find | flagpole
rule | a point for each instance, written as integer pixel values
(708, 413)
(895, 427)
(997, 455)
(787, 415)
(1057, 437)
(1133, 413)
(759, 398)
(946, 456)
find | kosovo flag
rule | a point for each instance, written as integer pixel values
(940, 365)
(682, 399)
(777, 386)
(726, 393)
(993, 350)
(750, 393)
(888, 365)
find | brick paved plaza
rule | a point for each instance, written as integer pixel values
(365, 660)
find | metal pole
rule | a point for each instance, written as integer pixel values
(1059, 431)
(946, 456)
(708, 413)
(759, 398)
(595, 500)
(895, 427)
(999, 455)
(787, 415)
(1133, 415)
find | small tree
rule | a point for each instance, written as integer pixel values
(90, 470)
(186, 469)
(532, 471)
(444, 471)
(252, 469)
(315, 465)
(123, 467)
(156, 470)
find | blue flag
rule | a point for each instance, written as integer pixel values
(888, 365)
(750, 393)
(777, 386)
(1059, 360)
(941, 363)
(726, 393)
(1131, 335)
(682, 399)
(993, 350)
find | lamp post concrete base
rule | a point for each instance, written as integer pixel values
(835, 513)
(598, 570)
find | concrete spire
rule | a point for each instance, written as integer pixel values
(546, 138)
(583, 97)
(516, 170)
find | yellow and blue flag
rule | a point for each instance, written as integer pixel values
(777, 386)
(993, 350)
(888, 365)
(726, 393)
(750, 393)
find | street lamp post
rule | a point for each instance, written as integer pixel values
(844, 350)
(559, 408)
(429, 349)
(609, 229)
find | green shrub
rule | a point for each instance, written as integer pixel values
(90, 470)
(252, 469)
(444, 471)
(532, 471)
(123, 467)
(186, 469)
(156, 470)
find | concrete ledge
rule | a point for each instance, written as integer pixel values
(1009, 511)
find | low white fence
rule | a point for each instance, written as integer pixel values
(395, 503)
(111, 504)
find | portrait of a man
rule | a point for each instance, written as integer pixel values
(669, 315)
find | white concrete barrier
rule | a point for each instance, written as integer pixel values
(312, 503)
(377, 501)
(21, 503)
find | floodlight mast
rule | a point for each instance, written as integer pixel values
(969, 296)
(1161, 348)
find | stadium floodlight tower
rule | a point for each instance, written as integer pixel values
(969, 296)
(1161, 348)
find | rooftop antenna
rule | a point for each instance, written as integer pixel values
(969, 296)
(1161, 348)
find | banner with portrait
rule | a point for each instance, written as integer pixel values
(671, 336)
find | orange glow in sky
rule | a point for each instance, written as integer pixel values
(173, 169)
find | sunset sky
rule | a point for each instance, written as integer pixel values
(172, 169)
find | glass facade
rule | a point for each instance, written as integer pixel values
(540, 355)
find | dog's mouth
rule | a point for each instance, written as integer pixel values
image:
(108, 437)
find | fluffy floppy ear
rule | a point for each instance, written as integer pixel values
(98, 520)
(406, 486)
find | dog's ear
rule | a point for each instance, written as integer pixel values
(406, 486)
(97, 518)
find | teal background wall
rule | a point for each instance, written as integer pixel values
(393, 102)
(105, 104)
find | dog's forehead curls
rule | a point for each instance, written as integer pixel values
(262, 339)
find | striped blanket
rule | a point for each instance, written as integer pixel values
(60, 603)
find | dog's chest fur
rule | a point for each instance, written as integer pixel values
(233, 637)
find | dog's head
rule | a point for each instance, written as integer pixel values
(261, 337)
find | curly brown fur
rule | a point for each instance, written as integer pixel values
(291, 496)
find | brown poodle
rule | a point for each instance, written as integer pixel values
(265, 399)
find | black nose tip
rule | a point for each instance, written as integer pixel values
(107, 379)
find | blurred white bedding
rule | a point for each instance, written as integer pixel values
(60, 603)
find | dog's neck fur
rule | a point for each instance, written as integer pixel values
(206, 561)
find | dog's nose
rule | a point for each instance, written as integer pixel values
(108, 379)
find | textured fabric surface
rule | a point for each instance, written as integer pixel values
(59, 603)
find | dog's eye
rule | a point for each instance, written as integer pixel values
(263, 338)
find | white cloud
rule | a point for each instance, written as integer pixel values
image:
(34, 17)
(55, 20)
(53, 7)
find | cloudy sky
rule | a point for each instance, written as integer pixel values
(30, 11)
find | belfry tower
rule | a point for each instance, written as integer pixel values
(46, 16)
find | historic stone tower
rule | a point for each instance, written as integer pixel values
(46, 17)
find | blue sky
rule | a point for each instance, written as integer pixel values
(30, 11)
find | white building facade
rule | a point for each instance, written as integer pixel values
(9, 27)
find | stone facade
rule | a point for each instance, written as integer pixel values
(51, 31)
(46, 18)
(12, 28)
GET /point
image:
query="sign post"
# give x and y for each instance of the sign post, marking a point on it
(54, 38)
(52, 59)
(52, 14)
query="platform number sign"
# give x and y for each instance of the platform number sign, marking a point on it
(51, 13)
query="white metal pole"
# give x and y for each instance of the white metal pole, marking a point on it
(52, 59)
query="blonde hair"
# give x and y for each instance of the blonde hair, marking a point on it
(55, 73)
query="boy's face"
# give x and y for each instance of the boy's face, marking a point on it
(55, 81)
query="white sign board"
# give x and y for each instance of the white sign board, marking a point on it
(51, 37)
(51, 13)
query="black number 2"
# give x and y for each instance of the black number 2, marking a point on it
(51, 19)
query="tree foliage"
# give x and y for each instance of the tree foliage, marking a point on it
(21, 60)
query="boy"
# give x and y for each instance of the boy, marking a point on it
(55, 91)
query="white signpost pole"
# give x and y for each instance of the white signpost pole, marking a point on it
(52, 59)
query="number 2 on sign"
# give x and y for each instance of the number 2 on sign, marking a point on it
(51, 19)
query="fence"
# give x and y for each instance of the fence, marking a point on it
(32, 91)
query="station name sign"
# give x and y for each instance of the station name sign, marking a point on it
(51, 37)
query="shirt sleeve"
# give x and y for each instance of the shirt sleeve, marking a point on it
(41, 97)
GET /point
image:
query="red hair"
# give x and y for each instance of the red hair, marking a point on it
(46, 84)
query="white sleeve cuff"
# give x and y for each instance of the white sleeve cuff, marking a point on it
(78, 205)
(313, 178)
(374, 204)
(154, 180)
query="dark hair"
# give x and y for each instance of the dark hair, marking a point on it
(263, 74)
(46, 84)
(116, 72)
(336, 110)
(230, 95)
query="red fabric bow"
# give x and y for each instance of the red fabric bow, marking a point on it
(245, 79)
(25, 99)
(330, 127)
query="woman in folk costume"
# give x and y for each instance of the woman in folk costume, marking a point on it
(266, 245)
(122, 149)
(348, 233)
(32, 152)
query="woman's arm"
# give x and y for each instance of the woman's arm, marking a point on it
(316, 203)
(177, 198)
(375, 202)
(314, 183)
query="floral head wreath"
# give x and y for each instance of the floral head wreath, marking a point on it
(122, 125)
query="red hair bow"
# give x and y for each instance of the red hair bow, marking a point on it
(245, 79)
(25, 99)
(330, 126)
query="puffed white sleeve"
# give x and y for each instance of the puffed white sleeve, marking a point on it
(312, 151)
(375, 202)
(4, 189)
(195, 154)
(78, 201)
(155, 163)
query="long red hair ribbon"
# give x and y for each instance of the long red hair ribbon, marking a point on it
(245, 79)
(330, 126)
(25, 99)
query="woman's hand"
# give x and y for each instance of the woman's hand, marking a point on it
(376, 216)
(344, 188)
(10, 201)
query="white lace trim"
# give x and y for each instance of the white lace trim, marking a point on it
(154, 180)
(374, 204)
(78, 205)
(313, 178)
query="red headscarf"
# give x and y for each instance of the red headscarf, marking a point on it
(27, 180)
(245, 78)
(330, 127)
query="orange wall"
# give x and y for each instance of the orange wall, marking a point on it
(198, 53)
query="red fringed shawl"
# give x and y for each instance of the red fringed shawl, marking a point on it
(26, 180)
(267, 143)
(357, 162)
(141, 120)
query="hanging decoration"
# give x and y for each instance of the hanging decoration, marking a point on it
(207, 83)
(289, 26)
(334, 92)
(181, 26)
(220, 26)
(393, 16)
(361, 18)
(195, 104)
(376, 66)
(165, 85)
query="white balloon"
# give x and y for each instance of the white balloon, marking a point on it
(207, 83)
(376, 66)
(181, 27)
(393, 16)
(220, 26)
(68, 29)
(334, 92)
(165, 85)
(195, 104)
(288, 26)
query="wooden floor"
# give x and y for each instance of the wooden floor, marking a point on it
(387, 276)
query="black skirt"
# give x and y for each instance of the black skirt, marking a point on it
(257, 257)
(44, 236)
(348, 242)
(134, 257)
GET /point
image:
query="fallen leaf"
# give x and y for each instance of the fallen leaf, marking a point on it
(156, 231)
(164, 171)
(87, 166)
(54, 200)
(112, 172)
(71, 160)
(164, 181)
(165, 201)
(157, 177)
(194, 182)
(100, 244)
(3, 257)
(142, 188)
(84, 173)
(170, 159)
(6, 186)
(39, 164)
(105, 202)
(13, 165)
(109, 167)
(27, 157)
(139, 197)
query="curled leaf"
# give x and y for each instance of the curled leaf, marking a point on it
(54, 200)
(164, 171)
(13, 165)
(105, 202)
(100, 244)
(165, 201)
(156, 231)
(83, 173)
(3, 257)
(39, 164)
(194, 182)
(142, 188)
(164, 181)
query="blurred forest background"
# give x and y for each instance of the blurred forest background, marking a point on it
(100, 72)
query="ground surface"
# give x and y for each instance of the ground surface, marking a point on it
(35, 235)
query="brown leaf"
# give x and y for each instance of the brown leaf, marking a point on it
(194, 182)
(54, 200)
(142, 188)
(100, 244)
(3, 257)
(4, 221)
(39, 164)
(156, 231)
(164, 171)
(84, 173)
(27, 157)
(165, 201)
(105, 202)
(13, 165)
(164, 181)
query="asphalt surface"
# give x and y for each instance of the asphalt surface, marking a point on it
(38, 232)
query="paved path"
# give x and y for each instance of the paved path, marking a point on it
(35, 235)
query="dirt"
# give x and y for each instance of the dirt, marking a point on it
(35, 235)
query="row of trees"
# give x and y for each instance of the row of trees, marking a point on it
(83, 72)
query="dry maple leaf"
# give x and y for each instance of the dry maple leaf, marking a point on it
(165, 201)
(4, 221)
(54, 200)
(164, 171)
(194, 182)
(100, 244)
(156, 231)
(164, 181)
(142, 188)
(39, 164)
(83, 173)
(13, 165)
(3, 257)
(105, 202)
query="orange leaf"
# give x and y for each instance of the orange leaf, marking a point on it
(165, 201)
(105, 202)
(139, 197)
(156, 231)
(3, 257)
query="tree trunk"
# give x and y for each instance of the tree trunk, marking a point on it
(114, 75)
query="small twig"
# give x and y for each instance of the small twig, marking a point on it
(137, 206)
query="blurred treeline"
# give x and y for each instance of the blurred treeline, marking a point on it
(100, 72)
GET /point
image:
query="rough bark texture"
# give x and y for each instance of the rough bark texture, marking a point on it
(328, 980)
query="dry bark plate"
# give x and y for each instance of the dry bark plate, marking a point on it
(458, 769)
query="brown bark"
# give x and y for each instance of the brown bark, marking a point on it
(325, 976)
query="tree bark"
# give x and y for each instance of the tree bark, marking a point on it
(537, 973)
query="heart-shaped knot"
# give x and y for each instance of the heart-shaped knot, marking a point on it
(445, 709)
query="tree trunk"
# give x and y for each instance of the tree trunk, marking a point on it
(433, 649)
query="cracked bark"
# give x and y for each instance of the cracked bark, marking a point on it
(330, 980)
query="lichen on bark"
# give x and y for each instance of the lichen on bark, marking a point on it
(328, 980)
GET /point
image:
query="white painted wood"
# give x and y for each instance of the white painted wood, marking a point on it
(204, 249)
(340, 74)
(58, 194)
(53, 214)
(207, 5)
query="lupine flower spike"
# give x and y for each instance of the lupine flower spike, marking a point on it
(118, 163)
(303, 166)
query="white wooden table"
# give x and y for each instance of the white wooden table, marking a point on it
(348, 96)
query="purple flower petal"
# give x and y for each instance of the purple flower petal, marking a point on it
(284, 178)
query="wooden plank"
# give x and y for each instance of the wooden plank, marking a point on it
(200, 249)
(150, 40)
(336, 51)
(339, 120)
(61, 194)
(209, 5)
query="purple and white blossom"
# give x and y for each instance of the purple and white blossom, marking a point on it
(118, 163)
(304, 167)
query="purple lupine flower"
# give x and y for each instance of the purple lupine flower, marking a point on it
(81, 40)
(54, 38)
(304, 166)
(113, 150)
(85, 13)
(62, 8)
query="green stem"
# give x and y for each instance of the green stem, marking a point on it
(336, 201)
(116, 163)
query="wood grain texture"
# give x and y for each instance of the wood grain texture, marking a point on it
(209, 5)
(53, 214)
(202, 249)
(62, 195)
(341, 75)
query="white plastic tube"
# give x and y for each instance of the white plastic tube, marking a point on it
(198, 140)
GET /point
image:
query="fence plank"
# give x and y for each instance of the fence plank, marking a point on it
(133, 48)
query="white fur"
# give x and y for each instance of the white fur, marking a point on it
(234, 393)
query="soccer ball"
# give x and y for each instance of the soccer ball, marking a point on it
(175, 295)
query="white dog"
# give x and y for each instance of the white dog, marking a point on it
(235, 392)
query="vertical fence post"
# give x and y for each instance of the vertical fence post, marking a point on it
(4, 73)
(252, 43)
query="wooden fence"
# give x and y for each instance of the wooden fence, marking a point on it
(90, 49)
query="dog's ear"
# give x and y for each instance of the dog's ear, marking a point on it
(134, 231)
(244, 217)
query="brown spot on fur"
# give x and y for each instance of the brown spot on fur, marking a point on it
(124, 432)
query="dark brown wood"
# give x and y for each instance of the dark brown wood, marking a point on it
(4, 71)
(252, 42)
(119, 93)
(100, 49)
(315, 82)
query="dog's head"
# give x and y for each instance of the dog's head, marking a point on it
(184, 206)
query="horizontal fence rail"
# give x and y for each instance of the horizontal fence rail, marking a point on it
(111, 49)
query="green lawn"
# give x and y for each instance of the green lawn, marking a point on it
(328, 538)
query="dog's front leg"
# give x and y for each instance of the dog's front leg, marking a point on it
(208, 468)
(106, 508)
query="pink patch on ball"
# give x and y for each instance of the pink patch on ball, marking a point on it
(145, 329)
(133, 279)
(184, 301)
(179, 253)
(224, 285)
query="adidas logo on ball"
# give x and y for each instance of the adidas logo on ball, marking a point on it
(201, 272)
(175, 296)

:::::

Copy each line of the records that contains the word "floodlight", paying attention to case.

find | floodlight mast
find | stadium floodlight tower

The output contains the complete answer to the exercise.